- **Esercizio assegnato 1**: Ricopia dal brano sulle sponsorizzazioni a pagamento su Instagram il passo compreso fra "Siccome però c’è" e "storia di 24 ore.", estremi inclusi.
- **Esercizio assegnato 2**: Secondo il brano sulle sponsorizzazioni a pagamento su Instagram, quale percentuale della musica inviata ogni giorno nei DM o via mail non viene ascoltata da nessuno?

- **Brano**:
☆ ☆ ☆ ☆

Ecco perchè non dovresti pagare siti e pagine Instagram per avere pubblicità
Questa volta sarò brutale: il 90% della musica che viene inviata ogni giorno nei DM su Instagram o via mail non la ascolta nessuno. Con tutta la musica che esce e che “dobbiamo” ascoltare pensate che ci si metta lì a sentire l’ultimo singolo di un Pinco Pallo qualunque? Che magari è migliore dell’ultimo di Tony Effe (e ci vuole poco), ma che a prescindere non interessa a nessuno ascoltare.
In poche parole: non gliene frega un cazzo a nessuno del tuo ultimo singolo, o video, o di quanto tu sia migliore di un altro, a meno che tu non metta mano al portafogli.
Siccome però c’è tantissima richiesta, anche pressante in certi casi, la gente si è fatta furba e ha capito come fare soldini extra e facili (extra fino a un certo punto visto che in molti casi sono gli unici che portano a casa): creando sponsorizzazioni ad hoc per gli emergenti.
Gli stessi emergenti che vanno costantemente e giornalmente a bussare alla porta di tutti i siti e pagine Instagram dai 10mila followers in su nella speranza di diventare famosi. E magari piangendosi anche addosso “per noi emergenti non c’è nessuna speranza, siamo più bravi di quelli che sono famosi e non meritano di stare là“, che magari è anche vero eh, ma se la smetti di piangerti addosso forse è meglio. NESSUNO è arrivato al successo perché la pagina X gli ha messo lo swipe up del suo video o singolo nelle stories. NESSUNO, quindi neanche tu che chiedi, o addirittura paghi per una storia di 24 ore.

☆ ☆ ☆ ☆

- **Contenuto del dataset**:
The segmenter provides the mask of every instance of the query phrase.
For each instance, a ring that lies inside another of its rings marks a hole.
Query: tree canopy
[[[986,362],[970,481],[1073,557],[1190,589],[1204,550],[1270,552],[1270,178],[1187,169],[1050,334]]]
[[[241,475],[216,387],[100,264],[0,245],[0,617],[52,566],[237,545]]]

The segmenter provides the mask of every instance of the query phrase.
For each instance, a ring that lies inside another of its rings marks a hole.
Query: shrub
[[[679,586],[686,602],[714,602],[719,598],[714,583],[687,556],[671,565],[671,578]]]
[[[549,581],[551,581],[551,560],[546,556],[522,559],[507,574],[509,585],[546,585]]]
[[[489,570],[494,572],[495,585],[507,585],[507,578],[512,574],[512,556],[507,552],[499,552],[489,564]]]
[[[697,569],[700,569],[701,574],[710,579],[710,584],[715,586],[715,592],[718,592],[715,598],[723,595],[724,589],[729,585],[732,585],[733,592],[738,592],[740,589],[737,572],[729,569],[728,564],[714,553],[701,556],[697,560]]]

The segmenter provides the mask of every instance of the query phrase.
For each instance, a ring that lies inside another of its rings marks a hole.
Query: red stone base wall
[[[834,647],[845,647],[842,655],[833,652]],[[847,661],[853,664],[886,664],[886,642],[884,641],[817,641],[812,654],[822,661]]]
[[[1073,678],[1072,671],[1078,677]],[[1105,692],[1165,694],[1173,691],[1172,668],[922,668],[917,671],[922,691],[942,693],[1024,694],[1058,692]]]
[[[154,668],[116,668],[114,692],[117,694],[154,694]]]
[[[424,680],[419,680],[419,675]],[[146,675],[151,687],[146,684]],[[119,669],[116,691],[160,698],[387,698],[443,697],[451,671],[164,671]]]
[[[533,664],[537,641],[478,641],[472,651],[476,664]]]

☆ ☆ ☆ ☆

- **Svolgimento 1**:
Siccome però c’è tantissima richiesta, anche pressante in certi casi, la gente si è fatta furba e ha capito come fare soldini extra e facili (extra fino a un certo punto visto che in molti casi sono gli unici che portano a casa): creando sponsorizzazioni ad hoc per gli emergenti.
Gli stessi emergenti che vanno costantemente e giornalmente a bussare alla porta di tutti i siti e pagine Instagram dai 10mila followers in su nella speranza di diventare famosi. E magari piangendosi anche addosso “per noi emergenti non c’è nessuna speranza, siamo più bravi di quelli che sono famosi e non meritano di stare là“, che magari è anche vero eh, ma se la smetti di piangerti addosso forse è meglio. NESSUNO è arrivato al successo perché la pagina X gli ha messo lo swipe up del suo video o singolo nelle stories. NESSUNO, quindi neanche tu che chiedi, o addirittura paghi per una storia di 24 ore.

- **Svolgimento 2**: Il 90%.